_Quoted passage:_
Of the three of us hosting this blog, I'm the artiste, while Beth and Susan are technicians. Alternatively, of the three of us Beth and Susan are the dedicated bakers, seeking perfection while I'm the gadfly with the attention span of, well, a gadfly. I prefer the first interpretation but suspect the second is far more accurate.
Nevertheless, one of our goals was to present different approaches to baking bread. My compatriots will make a recipe two or three or more times in a row, tweaking each iteration, until they've nailed it. You can learn a lot from them. Me? I'll make it once, take some notes about what I think worked and didn’t — notes that I often lose — and then not try it again for a year or more if ever. Yeah, gadfly is probably a more accurate description of my approach.
I've been making English muffins for many, many years and although I've produced some superior muffins, I've never produced something as good as what I want. In fact, I've never produced something close to what I want.
Like Beth, I wasn't tremendously impressed with the NY Times No-Knead Bread when I first tried it. It was certainly pretty, but the flavor was on the bland side. and it got stale rapidly. It wasn't suitable for sandwiches, too many huge holes, but given how quickly it became stale that wasn't really an option anyway. Besides, I didn't see that it saved me anything. Kneading only takes 10 minutes and if the long rest between mixing and baking seems like a good idea, then you should know that almost any bread can be refrigerated for 12 hours before baking without harm. In fact, 12 hours in the fridge usually helps the flavor.
Perfect English Muffins
When I was a kid my mother sometimes bought Bay's English Muffins. These gems weren't found with the rest of the breads — or other English Muffins — they were in the dairy compartment near the cheese, eggs, butter, and milk. Exactly were they belonged. I've eaten hundreds, perhaps thousands, of English muffins over the years, and Bay's remains the ideal.
An English muffin is cooked on a griddle — fried, in effect. But it should never taste fried, it should taste baked. And yet, baking wouldn't work. To achieve the proper crust it must be exposed to direct heat.

_What this exercise asks:_
• 1. Answer these questions about the blog post on English muffins:
(a) How long does the writer say kneading takes?
(b) In what part of the store were Bay's English Muffins found?
(c) On what is an English muffin cooked?
• 2. Extract a passage from the blog post word for word. Begin at the words "Like Beth, I" and stop after the words "helps the flavor.".
• 3. Render this sentence from the blog post in Spanish: "To achieve the proper crust it must be exposed to direct heat."

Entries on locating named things
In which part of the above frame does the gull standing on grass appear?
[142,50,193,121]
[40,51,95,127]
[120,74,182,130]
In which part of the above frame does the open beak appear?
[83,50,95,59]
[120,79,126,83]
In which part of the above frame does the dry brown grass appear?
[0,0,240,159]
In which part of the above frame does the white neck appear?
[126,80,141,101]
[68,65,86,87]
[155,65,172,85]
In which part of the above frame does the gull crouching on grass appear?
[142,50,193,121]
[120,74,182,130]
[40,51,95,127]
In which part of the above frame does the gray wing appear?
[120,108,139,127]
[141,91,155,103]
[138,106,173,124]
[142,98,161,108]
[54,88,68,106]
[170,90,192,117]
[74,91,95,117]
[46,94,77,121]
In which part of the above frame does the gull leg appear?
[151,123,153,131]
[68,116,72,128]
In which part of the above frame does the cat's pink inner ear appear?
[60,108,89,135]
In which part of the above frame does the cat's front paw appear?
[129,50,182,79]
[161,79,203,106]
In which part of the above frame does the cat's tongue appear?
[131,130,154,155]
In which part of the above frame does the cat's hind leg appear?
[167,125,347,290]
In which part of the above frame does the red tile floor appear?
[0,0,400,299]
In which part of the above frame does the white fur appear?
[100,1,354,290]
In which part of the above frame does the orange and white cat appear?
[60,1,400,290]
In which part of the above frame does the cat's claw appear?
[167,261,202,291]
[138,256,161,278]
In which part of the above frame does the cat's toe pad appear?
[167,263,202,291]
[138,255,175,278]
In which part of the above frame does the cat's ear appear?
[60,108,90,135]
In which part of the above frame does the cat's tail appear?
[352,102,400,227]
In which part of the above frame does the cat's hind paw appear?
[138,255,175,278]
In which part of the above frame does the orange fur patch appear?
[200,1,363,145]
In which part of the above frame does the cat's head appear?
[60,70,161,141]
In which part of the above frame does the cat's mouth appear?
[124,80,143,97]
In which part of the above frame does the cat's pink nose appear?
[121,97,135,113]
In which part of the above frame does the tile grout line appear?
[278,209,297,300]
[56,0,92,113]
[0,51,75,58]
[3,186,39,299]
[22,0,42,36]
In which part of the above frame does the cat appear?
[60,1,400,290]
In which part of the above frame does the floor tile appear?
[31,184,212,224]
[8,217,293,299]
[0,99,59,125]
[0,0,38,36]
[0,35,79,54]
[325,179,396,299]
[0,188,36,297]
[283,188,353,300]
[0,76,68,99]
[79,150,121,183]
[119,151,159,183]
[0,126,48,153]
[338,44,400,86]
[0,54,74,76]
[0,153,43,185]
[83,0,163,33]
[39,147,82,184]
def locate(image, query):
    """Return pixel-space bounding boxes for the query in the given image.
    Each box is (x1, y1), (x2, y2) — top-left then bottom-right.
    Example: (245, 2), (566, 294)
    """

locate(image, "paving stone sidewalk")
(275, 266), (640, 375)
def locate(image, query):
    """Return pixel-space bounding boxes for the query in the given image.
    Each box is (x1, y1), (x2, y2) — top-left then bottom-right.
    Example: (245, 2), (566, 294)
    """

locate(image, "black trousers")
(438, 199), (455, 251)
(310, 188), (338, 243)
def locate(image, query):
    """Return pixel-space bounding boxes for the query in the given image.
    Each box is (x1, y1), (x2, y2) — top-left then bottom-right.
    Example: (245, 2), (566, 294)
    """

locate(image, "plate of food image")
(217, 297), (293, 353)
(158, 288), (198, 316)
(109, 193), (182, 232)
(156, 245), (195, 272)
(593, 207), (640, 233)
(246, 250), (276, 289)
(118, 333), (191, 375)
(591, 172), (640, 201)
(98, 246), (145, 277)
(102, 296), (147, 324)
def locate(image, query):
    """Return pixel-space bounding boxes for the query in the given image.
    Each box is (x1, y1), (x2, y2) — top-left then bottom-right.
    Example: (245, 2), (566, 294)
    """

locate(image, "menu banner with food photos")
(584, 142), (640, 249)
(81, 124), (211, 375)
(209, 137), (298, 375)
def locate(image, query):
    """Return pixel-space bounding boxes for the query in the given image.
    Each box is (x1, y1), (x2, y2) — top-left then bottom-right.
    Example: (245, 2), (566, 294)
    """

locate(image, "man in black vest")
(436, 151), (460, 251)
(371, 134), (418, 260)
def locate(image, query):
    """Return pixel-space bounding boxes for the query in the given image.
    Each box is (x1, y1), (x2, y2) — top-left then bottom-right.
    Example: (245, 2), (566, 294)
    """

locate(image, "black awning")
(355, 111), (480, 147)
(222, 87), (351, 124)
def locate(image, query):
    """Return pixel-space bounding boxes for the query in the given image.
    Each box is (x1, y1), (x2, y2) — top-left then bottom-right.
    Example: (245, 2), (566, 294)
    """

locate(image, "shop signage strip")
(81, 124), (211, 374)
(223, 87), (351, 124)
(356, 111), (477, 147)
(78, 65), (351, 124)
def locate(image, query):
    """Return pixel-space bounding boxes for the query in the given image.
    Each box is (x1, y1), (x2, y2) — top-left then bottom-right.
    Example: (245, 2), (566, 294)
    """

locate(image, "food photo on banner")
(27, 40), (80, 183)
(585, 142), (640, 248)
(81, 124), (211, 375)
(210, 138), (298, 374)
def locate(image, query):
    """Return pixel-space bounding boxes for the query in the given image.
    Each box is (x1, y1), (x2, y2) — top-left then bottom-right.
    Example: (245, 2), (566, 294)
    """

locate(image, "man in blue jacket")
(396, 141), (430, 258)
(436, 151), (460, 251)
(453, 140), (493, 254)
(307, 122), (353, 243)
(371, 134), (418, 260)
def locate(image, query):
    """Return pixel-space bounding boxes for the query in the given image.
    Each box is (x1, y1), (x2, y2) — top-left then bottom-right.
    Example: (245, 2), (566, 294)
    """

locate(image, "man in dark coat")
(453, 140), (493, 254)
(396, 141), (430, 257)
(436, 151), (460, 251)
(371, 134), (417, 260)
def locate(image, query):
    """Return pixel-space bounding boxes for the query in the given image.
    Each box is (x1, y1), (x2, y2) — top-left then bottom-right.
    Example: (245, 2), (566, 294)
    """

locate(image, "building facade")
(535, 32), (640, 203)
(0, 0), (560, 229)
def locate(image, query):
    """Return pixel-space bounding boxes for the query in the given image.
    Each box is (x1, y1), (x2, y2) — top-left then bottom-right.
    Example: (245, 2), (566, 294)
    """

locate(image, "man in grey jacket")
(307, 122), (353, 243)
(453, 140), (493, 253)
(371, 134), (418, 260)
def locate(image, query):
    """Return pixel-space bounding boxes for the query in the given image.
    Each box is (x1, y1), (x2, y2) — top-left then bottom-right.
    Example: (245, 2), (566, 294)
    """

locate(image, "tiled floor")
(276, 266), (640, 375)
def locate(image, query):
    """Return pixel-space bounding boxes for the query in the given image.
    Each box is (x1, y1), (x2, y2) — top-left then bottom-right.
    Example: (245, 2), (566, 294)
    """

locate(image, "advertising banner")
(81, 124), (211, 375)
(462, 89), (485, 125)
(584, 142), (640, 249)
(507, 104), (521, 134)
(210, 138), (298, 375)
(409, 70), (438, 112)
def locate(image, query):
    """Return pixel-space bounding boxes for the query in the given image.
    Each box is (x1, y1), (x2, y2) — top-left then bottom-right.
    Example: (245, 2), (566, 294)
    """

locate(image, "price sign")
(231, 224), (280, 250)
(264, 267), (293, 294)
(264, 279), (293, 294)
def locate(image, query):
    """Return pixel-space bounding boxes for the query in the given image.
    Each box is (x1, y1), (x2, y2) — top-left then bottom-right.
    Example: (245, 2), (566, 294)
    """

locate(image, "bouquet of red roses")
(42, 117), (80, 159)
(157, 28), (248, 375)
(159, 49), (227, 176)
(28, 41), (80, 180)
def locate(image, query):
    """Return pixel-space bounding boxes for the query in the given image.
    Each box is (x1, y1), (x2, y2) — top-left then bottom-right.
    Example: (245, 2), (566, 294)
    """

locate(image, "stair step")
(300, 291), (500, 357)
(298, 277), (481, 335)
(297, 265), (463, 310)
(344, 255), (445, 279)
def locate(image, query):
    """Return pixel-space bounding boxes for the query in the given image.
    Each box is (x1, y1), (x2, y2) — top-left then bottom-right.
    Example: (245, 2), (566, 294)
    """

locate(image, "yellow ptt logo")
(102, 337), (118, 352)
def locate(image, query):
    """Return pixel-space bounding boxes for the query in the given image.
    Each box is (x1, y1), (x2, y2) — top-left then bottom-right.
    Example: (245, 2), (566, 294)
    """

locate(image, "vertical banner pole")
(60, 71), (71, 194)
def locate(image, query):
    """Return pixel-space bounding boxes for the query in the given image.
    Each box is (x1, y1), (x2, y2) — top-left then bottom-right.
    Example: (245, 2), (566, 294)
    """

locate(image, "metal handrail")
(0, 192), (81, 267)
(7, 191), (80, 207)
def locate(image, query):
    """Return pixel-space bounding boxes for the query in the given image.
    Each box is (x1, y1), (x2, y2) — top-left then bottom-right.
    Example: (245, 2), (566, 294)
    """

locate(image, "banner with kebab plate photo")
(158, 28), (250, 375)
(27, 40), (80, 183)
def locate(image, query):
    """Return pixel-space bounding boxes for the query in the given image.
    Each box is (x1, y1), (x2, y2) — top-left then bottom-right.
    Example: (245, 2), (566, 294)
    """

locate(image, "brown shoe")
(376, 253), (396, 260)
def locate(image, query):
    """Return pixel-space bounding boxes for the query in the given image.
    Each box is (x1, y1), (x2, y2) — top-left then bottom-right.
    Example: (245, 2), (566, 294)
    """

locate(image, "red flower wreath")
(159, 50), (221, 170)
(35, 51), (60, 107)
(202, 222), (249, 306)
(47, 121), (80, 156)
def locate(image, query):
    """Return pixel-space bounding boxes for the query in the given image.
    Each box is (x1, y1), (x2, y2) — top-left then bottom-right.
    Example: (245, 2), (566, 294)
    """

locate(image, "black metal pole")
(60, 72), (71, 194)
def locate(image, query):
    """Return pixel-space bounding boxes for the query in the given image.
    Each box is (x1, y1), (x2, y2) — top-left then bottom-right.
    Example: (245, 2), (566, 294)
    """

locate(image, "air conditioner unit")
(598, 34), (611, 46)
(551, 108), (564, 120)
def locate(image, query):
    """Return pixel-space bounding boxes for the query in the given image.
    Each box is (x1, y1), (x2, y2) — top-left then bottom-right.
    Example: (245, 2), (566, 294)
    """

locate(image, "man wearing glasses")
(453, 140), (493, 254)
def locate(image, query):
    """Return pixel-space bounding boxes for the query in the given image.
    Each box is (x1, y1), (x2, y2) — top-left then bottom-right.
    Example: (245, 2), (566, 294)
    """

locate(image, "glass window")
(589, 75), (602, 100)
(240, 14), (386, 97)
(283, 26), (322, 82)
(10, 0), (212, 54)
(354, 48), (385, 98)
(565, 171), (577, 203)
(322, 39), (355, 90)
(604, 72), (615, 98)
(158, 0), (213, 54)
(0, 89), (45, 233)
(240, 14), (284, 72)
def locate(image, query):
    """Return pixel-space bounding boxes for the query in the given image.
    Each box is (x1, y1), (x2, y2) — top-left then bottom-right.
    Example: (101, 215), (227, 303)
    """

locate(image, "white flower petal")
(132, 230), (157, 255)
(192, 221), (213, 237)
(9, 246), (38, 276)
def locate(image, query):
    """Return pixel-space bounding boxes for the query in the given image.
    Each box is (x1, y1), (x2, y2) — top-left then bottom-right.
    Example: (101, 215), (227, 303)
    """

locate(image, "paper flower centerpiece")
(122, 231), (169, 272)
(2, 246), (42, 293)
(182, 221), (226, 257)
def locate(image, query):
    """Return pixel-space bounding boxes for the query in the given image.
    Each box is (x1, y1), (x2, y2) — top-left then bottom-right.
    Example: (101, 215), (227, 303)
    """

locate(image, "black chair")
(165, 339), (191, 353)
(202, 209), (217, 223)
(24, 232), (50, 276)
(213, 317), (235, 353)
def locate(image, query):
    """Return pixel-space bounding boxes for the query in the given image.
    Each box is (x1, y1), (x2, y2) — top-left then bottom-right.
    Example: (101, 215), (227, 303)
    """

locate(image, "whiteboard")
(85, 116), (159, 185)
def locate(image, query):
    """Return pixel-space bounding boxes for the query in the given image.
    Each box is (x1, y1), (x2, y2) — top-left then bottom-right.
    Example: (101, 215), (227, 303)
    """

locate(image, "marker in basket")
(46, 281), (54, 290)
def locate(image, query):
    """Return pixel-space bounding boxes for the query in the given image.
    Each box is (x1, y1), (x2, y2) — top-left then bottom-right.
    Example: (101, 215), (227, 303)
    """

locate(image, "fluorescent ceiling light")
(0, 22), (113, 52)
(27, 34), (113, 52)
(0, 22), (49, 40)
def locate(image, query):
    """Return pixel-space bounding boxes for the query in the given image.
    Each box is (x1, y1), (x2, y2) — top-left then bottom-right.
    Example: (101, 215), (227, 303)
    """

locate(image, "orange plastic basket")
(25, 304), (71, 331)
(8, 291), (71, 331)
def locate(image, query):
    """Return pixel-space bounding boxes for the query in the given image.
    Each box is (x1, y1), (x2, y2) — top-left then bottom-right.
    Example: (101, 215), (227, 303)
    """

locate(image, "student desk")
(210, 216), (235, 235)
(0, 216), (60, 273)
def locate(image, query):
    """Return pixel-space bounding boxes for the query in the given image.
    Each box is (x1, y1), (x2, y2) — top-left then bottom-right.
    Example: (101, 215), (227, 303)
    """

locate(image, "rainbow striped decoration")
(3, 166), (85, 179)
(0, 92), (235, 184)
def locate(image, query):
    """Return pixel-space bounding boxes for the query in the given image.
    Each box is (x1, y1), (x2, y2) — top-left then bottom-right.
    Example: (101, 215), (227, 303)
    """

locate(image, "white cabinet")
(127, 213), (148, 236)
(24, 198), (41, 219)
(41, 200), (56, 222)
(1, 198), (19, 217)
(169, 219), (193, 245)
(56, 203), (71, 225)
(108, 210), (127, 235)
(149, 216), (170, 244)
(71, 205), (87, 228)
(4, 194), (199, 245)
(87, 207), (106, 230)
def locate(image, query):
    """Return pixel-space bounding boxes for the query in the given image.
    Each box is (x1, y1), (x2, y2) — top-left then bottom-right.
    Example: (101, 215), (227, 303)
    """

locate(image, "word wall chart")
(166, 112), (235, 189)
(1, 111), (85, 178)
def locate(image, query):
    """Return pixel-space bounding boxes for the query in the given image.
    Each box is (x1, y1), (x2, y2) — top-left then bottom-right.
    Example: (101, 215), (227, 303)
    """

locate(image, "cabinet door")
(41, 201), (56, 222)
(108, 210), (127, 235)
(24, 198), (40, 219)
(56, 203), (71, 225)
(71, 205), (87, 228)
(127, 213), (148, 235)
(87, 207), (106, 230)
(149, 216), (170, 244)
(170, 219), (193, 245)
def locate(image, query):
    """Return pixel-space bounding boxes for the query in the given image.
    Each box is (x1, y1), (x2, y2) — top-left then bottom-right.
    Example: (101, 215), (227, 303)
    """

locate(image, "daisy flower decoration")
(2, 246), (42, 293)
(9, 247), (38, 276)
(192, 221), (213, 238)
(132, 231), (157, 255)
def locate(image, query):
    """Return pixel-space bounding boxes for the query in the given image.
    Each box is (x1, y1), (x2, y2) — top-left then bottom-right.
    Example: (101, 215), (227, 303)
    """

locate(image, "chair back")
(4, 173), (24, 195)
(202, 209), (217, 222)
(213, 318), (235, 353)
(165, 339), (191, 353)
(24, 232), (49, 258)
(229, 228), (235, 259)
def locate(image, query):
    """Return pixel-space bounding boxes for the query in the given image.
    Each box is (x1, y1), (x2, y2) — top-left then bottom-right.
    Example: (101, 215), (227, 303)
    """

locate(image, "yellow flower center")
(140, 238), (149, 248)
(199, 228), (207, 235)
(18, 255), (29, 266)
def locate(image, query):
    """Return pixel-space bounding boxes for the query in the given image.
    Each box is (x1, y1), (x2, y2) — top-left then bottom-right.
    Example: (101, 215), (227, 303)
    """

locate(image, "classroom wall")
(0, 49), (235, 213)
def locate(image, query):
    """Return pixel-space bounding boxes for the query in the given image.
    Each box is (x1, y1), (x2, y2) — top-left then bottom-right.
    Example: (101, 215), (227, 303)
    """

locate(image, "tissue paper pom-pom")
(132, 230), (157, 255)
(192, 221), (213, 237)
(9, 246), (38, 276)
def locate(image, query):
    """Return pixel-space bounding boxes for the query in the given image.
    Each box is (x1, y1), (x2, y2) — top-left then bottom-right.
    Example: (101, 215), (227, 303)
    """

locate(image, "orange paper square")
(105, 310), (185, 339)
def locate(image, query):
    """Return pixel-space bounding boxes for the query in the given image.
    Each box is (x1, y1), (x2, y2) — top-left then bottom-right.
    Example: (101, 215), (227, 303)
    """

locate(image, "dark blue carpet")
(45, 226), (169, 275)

_Solutions in order:_
• 1.
(a) 10 minutes
(b) The dairy compartment, near the cheese, eggs, butter, and milk
(c) A griddle

• 2.
Like Beth, I wasn't tremendously impressed with the NY Times No-Knead Bread when I first tried it. It was certainly pretty, but the flavor was on the bland side. and it got stale rapidly. It wasn't suitable for sandwiches, too many huge holes, but given how quickly it became stale that wasn't really an option anyway. Besides, I didn't see that it saved me anything. Kneading only takes 10 minutes and if the long rest between mixing and baking seems like a good idea, then you should know that almost any bread can be refrigerated for 12 hours before baking without harm. In fact, 12 hours in the fridge usually helps the flavor.

• 3. Para lograr la corteza adecuada, debe exponerse al calor directo.